* **DIRECTIONS**
Once you reach the line containing "Target: man in white shirt", write out that line and every remaining line of the records exactly.

* **GIVEN INFORMATION**
————

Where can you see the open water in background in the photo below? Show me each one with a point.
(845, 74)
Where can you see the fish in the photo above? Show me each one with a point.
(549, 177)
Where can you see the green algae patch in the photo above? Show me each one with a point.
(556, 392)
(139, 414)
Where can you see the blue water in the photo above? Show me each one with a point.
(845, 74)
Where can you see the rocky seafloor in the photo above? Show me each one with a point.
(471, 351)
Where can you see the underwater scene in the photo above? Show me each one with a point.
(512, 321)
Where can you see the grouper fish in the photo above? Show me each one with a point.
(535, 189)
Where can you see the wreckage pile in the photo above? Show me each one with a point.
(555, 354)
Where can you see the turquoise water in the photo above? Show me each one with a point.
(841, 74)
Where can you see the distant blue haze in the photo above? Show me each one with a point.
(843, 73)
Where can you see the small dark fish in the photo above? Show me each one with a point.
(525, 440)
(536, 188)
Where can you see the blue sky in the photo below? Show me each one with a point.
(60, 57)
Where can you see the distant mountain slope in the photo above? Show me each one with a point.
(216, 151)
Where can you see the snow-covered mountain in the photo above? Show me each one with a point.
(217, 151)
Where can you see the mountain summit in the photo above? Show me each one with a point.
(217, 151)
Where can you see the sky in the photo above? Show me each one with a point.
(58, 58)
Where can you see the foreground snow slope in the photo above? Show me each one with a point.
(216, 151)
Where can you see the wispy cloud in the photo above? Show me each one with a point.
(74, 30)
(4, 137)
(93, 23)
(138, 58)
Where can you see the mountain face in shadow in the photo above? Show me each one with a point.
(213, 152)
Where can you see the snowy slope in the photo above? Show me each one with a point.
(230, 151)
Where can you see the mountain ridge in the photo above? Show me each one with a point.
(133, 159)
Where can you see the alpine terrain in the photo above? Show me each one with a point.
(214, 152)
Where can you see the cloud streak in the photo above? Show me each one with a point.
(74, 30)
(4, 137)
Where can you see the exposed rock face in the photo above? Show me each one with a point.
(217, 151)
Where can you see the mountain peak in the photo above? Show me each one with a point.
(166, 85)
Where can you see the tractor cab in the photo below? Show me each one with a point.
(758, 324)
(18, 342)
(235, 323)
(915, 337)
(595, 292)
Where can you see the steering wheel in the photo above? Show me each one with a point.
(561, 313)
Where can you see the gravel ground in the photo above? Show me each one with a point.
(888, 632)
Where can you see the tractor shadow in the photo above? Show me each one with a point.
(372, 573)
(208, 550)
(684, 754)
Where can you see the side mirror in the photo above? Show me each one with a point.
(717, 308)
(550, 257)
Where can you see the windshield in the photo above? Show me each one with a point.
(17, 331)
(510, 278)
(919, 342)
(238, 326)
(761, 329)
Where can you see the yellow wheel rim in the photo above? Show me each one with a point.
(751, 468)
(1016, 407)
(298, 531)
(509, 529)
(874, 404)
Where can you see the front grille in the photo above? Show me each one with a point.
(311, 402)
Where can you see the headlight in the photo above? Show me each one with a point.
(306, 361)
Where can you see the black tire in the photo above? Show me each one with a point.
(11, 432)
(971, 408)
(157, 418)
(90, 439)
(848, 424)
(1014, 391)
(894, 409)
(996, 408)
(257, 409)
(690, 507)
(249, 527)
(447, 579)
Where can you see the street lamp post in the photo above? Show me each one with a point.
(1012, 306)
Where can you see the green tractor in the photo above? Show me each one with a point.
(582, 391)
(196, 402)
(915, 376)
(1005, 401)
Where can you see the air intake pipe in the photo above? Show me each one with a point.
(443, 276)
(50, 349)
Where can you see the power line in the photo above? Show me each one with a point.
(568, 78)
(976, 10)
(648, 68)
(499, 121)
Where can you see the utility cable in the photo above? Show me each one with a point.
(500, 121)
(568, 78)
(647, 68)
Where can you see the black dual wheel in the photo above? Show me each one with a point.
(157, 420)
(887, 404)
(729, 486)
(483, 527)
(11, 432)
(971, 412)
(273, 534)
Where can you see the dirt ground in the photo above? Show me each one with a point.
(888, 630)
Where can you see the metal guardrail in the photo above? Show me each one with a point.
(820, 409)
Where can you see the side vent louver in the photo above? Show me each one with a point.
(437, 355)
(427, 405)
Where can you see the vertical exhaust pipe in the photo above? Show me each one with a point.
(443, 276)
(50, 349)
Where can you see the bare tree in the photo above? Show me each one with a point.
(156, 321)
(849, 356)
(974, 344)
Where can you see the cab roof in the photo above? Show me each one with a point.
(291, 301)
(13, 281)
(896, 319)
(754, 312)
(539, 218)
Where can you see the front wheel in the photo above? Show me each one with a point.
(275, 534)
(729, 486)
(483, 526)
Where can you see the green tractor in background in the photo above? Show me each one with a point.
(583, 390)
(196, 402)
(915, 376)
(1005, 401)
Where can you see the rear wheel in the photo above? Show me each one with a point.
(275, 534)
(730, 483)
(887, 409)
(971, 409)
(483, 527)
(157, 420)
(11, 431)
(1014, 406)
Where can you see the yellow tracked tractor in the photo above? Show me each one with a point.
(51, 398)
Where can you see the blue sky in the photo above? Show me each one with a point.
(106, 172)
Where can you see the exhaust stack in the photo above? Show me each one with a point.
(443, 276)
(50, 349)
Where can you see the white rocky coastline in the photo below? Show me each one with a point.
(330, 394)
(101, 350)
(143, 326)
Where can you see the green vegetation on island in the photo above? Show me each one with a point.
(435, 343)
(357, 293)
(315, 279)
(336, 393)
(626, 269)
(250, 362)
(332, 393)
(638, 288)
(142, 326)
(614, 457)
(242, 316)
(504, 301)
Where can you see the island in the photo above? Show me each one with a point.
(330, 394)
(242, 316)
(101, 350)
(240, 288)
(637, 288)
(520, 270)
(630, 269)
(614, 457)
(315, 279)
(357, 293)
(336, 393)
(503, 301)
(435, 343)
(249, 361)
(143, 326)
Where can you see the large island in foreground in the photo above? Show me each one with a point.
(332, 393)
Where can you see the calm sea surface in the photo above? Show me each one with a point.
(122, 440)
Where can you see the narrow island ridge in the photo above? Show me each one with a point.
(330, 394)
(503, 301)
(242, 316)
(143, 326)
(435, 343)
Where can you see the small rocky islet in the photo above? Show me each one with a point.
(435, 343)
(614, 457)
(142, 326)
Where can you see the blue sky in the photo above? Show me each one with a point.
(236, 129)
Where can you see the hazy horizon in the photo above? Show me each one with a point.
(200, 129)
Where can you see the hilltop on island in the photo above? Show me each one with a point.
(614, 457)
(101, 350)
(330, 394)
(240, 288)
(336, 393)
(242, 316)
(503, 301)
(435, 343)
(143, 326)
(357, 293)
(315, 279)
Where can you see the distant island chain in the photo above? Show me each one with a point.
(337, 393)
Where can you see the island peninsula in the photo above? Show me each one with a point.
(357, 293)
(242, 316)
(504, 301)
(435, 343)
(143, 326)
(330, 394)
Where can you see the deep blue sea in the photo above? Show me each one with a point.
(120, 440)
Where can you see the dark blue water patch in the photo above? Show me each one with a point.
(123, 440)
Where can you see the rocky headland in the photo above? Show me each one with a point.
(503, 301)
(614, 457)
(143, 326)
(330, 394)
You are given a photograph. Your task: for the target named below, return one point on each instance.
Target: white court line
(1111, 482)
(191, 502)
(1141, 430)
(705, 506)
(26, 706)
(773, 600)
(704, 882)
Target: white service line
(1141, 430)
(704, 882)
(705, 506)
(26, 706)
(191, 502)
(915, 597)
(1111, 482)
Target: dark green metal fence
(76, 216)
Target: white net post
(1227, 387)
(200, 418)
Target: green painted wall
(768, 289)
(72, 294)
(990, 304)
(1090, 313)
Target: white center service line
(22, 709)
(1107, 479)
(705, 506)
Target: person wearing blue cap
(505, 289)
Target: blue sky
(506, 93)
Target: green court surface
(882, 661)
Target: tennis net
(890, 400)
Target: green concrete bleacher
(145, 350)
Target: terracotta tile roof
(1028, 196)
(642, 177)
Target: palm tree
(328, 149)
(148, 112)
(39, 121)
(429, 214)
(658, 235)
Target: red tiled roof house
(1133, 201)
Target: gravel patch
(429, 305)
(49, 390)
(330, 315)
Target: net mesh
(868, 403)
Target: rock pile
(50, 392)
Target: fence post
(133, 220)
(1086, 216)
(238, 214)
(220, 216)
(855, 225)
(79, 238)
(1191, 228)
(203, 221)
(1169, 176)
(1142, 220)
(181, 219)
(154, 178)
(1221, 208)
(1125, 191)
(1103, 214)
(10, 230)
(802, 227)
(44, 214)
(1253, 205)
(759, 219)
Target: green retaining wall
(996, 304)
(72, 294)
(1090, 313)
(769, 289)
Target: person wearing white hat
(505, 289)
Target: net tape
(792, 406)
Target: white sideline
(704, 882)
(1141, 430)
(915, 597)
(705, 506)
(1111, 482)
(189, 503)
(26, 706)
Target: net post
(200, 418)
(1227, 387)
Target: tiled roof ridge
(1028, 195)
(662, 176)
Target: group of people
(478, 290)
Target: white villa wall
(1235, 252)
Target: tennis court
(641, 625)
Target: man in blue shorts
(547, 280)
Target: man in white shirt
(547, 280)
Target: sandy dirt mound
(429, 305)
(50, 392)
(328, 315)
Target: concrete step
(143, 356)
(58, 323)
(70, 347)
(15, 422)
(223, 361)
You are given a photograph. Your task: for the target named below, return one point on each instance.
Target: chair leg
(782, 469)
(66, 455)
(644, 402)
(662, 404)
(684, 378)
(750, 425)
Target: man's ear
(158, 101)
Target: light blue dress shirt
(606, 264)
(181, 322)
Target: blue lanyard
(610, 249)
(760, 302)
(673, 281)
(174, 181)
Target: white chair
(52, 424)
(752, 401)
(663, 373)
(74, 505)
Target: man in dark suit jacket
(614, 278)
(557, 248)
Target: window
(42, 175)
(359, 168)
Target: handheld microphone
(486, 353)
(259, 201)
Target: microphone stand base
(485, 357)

————

* **ANSWER TO THIS PROBLEM**
Target: man in white shirt
(547, 280)
Target: sandy dirt mound
(429, 305)
(50, 392)
(328, 315)
Target: concrete step
(143, 356)
(58, 323)
(70, 347)
(15, 422)
(223, 361)
You are given a photograph. Your task: for the target named below, return one point on each instance.
Target: chair leg
(782, 469)
(66, 455)
(644, 402)
(662, 404)
(684, 378)
(750, 425)
Target: man's ear
(158, 101)
Target: light blue dress shirt
(606, 264)
(181, 322)
Target: blue lanyard
(610, 249)
(760, 302)
(673, 281)
(174, 181)
Target: white chair
(52, 424)
(752, 401)
(663, 373)
(74, 505)
Target: man in dark suit jacket
(614, 278)
(557, 248)
Target: window
(42, 175)
(359, 168)
Target: handheld microphone
(486, 353)
(259, 201)
Target: microphone stand base
(485, 357)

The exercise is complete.